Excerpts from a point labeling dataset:

-=-=-=-=-

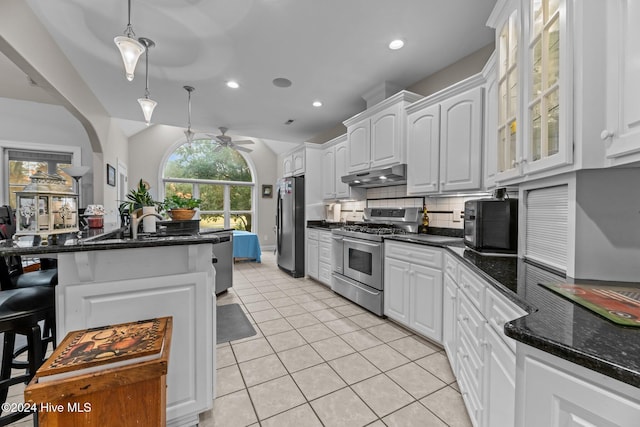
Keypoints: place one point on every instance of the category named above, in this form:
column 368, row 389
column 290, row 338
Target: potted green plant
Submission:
column 140, row 198
column 181, row 206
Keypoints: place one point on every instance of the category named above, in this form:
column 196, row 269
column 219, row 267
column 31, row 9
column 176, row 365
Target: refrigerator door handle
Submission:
column 279, row 222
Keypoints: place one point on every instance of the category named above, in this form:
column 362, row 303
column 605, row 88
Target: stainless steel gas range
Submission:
column 358, row 254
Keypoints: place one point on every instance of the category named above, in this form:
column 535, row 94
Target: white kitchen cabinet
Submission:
column 499, row 381
column 299, row 162
column 334, row 167
column 481, row 356
column 396, row 292
column 622, row 132
column 318, row 253
column 425, row 304
column 555, row 392
column 450, row 310
column 376, row 137
column 293, row 163
column 461, row 141
column 444, row 140
column 287, row 165
column 500, row 361
column 324, row 257
column 490, row 151
column 387, row 136
column 413, row 290
column 554, row 69
column 359, row 148
column 423, row 150
column 503, row 92
column 329, row 173
column 312, row 253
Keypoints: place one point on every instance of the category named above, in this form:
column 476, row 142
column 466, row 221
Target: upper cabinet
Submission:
column 334, row 167
column 554, row 66
column 376, row 137
column 444, row 140
column 534, row 88
column 548, row 88
column 622, row 132
column 293, row 163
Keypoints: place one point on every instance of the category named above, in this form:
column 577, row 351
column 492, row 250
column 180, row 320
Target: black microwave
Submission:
column 491, row 225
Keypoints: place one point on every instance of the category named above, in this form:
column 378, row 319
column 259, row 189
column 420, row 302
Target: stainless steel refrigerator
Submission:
column 290, row 225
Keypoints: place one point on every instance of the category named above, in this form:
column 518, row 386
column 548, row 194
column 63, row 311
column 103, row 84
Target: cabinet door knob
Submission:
column 606, row 134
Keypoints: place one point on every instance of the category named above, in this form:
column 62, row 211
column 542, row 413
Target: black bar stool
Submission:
column 21, row 311
column 26, row 300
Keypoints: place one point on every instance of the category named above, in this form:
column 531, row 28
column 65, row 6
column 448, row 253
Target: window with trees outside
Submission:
column 24, row 163
column 219, row 176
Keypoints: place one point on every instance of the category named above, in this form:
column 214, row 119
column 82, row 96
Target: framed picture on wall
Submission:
column 111, row 175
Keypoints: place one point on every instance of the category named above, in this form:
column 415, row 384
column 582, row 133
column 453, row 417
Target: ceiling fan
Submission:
column 225, row 141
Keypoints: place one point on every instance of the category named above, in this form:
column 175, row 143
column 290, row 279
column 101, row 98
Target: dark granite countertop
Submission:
column 554, row 324
column 98, row 240
column 323, row 225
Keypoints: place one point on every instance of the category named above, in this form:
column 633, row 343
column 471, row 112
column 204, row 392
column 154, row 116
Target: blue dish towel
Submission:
column 246, row 245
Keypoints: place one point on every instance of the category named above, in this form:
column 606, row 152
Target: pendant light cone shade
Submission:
column 189, row 134
column 147, row 103
column 129, row 48
column 147, row 108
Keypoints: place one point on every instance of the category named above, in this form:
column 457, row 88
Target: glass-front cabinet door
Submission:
column 508, row 150
column 548, row 140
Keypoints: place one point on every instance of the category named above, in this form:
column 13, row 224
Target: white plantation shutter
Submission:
column 547, row 226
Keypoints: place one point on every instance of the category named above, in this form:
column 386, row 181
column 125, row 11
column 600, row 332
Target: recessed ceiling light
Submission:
column 396, row 44
column 281, row 82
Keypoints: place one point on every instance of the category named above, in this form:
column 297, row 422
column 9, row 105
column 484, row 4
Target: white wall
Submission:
column 31, row 122
column 148, row 148
column 46, row 124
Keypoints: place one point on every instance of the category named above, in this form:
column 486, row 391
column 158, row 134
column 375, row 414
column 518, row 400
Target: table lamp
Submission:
column 77, row 172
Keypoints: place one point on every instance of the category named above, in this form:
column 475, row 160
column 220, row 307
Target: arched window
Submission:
column 219, row 176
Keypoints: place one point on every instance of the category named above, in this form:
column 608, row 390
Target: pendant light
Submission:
column 130, row 48
column 189, row 133
column 147, row 103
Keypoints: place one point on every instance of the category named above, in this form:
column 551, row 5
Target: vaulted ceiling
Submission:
column 331, row 50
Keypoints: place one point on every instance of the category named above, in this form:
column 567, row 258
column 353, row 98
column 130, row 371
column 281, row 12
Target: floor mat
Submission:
column 232, row 323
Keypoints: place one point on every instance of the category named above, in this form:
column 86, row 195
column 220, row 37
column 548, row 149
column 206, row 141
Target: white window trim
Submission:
column 75, row 151
column 245, row 156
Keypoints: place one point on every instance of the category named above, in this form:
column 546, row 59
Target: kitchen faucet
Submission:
column 135, row 220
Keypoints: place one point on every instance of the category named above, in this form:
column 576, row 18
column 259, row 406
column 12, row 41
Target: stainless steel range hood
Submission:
column 393, row 175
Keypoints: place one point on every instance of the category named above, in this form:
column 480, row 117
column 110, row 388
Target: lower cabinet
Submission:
column 499, row 381
column 555, row 392
column 312, row 254
column 318, row 253
column 413, row 294
column 449, row 322
column 481, row 356
column 324, row 257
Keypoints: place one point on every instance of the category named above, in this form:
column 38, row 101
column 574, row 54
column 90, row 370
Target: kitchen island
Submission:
column 566, row 363
column 106, row 280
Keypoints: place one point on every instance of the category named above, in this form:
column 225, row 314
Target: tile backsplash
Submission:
column 445, row 212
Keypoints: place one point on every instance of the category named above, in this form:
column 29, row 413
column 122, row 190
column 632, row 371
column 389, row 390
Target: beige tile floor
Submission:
column 319, row 360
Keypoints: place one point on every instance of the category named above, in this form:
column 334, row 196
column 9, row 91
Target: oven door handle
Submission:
column 361, row 242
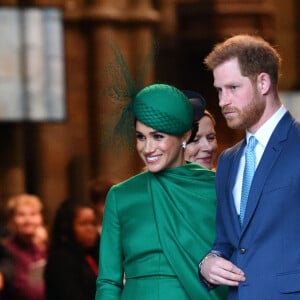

-=-=-=-=-

Copy every line above word for word, without the pictures.

# WRITTEN ANSWER
Keypoints: place one point on every instance of the category named above, in this form:
column 368, row 389
column 290, row 338
Target: potted green plant
Submission:
column 140, row 198
column 181, row 206
Keypoints: place one point on every instance of the category named above, in this form:
column 196, row 269
column 219, row 267
column 31, row 9
column 176, row 365
Target: refrigerator door handle
Submission:
column 279, row 222
Keypoints: place one point on every instance of the category named above, in this form:
column 362, row 303
column 605, row 88
Target: stainless steel gas range
Submission:
column 358, row 254
Keypoints: place one point on every instance of the category named above, in this form:
column 535, row 94
Target: white kitchen cabinet
Submission:
column 499, row 381
column 299, row 162
column 334, row 167
column 481, row 356
column 396, row 292
column 622, row 132
column 318, row 253
column 425, row 304
column 555, row 392
column 450, row 310
column 376, row 137
column 293, row 163
column 461, row 141
column 444, row 140
column 287, row 165
column 500, row 361
column 324, row 257
column 490, row 151
column 387, row 136
column 413, row 290
column 554, row 69
column 359, row 148
column 423, row 150
column 503, row 92
column 329, row 173
column 312, row 253
Keypoints: place one point on every instance of the category named above, in this form:
column 476, row 142
column 466, row 221
Target: upper cabinet
Submission:
column 334, row 167
column 554, row 66
column 376, row 137
column 444, row 140
column 534, row 88
column 548, row 88
column 622, row 132
column 293, row 163
Keypoints: place one point on every instance of the category named above, in this form:
column 577, row 351
column 492, row 250
column 180, row 320
Target: black microwave
Submission:
column 491, row 225
Keypoints: place one point on every instance of the category named above, in this form:
column 378, row 319
column 259, row 189
column 420, row 302
Target: stainless steel refrigerator
Submission:
column 290, row 225
Keypoints: place one point on every instance of the category named above, in this form:
column 518, row 386
column 548, row 194
column 63, row 311
column 103, row 84
Target: cabinet door knob
Submission:
column 606, row 134
Keypoints: place one point on every instance of the category named above, in this form:
column 62, row 211
column 542, row 413
Target: black bar stool
Submission:
column 21, row 311
column 26, row 300
Keypoints: place one point on every instance of the category named above, in this form:
column 531, row 28
column 65, row 6
column 448, row 253
Target: window with trees outside
Submission:
column 24, row 163
column 219, row 176
Keypoints: place one point on every instance of the category named above, in this form:
column 214, row 119
column 82, row 96
Target: framed picture on wall
Submission:
column 111, row 175
Keypoints: place one point on every instance of the category named above, in this form:
column 415, row 384
column 582, row 133
column 453, row 417
Target: ceiling fan
Submission:
column 225, row 141
Keypoints: place one point on every instance of the category named above, in this form:
column 175, row 143
column 290, row 279
column 101, row 98
Target: dark granite countertop
Submission:
column 554, row 324
column 98, row 240
column 323, row 225
Keypoints: place one point on every instance of the category named above, in this form:
column 633, row 343
column 471, row 112
column 204, row 392
column 154, row 116
Target: blue dish towel
Submission:
column 246, row 245
Keypoints: place one point on every instance of the category named above, in this form:
column 606, row 152
Target: pendant light cone shade
Submission:
column 189, row 134
column 147, row 103
column 129, row 48
column 147, row 108
Keypoints: place one point on every instance of the category named above, in this form:
column 457, row 88
Target: glass-front cabinet door
Submission:
column 508, row 150
column 548, row 140
Keypoints: place one point on every instance of the category named above, in this form:
column 13, row 224
Target: white plantation shutter
Submission:
column 547, row 226
Keypoints: place one point on every instance of the category named above, in this form:
column 386, row 181
column 125, row 11
column 600, row 332
Target: recessed ceiling light
Submission:
column 396, row 44
column 281, row 82
Keypoints: place one point on every instance of the category named above, in this form:
column 297, row 422
column 9, row 105
column 484, row 4
Target: white wall
Submission:
column 31, row 122
column 148, row 148
column 46, row 124
Keypoints: place one point on every instance of the category named above, in this form:
column 486, row 391
column 158, row 134
column 375, row 414
column 518, row 400
Target: table lamp
Submission:
column 77, row 172
Keypoints: place one point on every instance of the category named above, in this form:
column 475, row 160
column 220, row 307
Target: arched window
Submission:
column 219, row 176
Keypoints: place one point on every instance of the category named above, in this form:
column 608, row 390
Target: pendant light
Submission:
column 130, row 48
column 189, row 133
column 147, row 103
Keypoints: place one point on every instance of the category named above, in this form:
column 551, row 5
Target: vaulted ceiling
Submission:
column 331, row 50
Keypoints: place one point on every instance of the category named above, in this form:
column 567, row 258
column 353, row 98
column 130, row 371
column 281, row 12
Target: floor mat
Submission:
column 232, row 323
Keypoints: place one point on every instance of the category named above, in this form:
column 86, row 195
column 220, row 37
column 548, row 149
column 206, row 141
Target: white window trim
Submission:
column 75, row 151
column 245, row 156
Keypoints: place one point on every instance of the category named above, in this form:
column 546, row 59
Target: kitchen faucet
Submission:
column 135, row 220
Keypoints: place one point on every instance of the category named above, in this form:
column 576, row 18
column 259, row 406
column 12, row 41
Target: stainless steel range hood
Submission:
column 393, row 175
Keypoints: place one point on every instance of the category named above, in this form:
column 480, row 117
column 110, row 388
Target: lower cabinet
Submission:
column 499, row 381
column 555, row 392
column 312, row 254
column 318, row 253
column 413, row 294
column 449, row 322
column 481, row 356
column 324, row 257
Keypoints: place one point on every instance of the category named above, in this form:
column 38, row 101
column 574, row 54
column 90, row 370
Target: kitchen island
Submission:
column 566, row 363
column 106, row 280
Keypoints: place one point on every instance of the category named above, in this form:
column 225, row 314
Target: tile backsplash
Submission:
column 445, row 212
Keypoints: place one point on every instance of the category named above, in this form:
column 29, row 413
column 122, row 190
column 632, row 371
column 389, row 390
Target: beige tile floor
Submission:
column 319, row 360
Keypoints: place one point on every instance of the category named above, in this form:
column 334, row 196
column 9, row 91
Target: oven door handle
Submission:
column 361, row 242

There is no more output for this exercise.